Work instructions: Render every line of the records below as a Markdown table, with columns headed "Row" and "Line", and skip any blank lines.

(Records from a data collection)
** start **

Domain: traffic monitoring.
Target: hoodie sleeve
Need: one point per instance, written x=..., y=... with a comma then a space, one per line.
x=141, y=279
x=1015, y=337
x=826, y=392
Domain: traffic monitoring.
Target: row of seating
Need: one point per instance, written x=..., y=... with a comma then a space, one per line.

** end **

Output of the task:
| Row | Line |
|---|---|
| 1 | Domain: traffic monitoring. |
| 2 | Target: hoodie sleeve |
| 3 | Need: one point per instance, written x=..., y=... with a comma then a space, one per line. |
| 4 | x=141, y=279 |
| 5 | x=1015, y=337 |
| 6 | x=826, y=392 |
| 7 | Domain: traffic monitoring. |
| 8 | Target: row of seating |
| 9 | Need: one point per instance, written x=..., y=... with a comma then a space, one per line. |